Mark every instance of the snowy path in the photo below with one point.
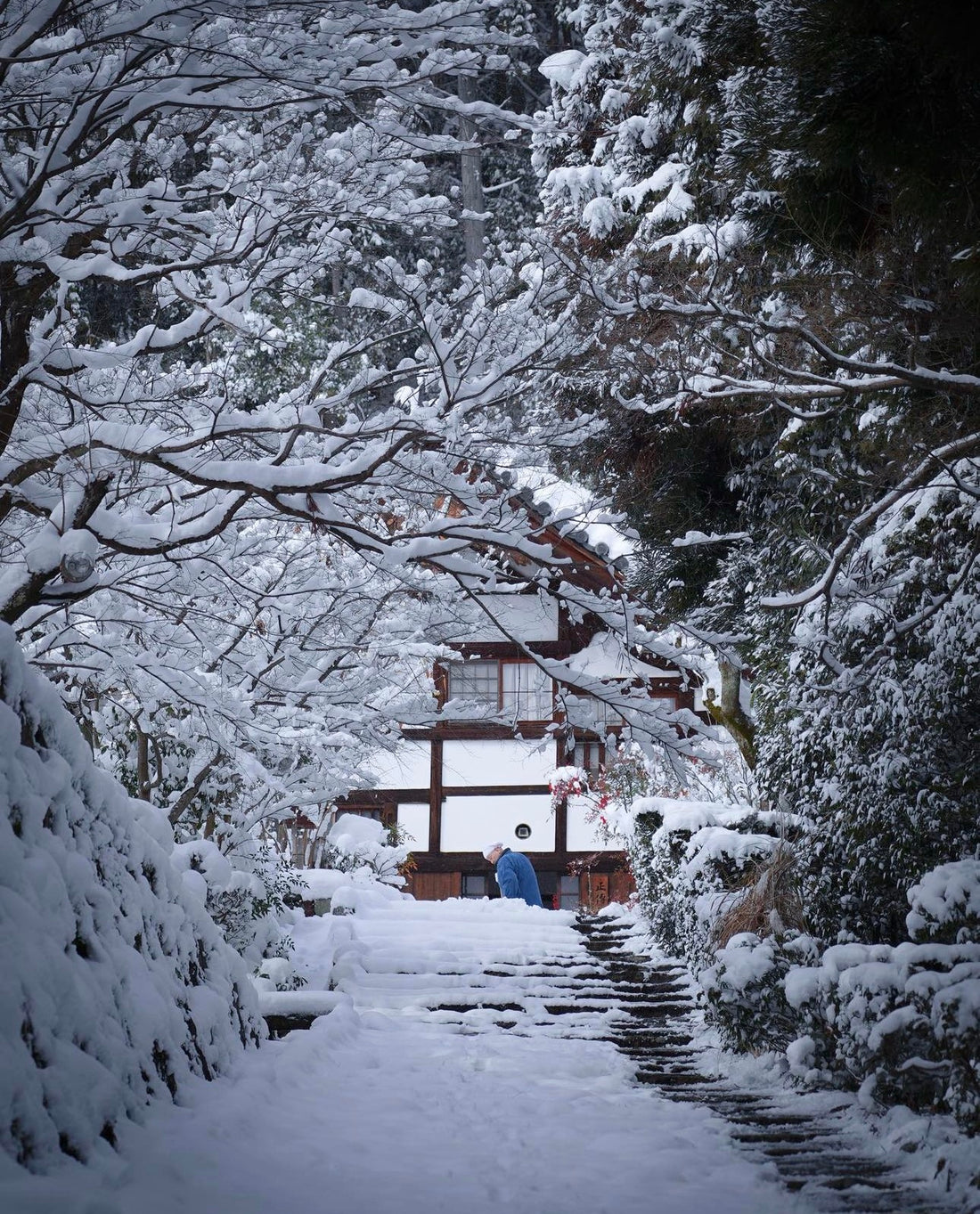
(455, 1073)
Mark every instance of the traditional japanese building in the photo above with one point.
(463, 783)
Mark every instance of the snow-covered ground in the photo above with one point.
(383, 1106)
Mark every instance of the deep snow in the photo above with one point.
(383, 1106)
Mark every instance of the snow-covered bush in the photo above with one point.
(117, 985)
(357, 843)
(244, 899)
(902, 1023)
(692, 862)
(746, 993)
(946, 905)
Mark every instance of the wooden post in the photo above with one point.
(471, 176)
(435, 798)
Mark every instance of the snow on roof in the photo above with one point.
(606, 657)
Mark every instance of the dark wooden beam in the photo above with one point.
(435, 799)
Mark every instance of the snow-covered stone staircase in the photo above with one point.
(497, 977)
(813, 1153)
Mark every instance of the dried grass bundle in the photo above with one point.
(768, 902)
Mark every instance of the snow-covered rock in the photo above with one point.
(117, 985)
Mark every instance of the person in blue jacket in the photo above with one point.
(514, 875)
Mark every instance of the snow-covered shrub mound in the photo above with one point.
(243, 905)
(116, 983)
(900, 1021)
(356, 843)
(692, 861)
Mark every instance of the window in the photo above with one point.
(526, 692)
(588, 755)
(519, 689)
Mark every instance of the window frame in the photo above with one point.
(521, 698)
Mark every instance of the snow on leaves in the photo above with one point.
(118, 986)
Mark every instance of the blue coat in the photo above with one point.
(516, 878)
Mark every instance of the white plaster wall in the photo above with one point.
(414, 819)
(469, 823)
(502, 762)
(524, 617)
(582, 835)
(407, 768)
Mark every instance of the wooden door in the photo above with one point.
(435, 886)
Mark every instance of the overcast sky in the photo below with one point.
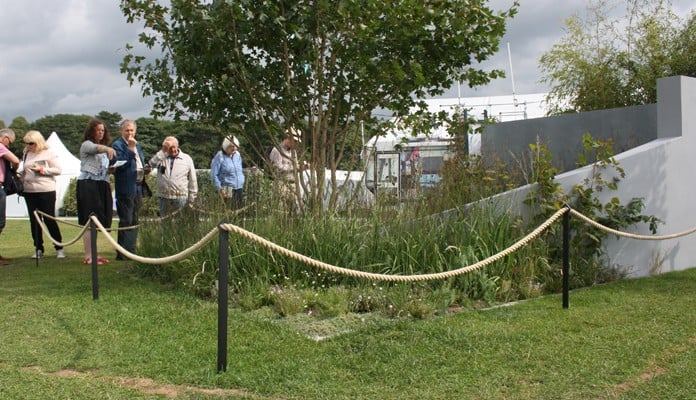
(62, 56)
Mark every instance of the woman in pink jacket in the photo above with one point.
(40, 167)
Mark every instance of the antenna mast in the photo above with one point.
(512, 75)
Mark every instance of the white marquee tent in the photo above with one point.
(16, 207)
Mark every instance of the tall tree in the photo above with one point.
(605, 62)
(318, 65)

## EXERCISE DETAILS
Please repeat everything from the line containing "Mark every instance of the antenna" down to the end of the material above, leaving the request lines unchanged and shifting every coordinate by adding 77 to each of its numbers.

## FINISHED ANSWER
Mark every instance of the antenna mast in the photo above with one point.
(589, 152)
Mark every instance of the white marquee tent in the photo above with one point.
(93, 284)
Mark every instance of the tall tree in the photo above with one point.
(682, 139)
(395, 142)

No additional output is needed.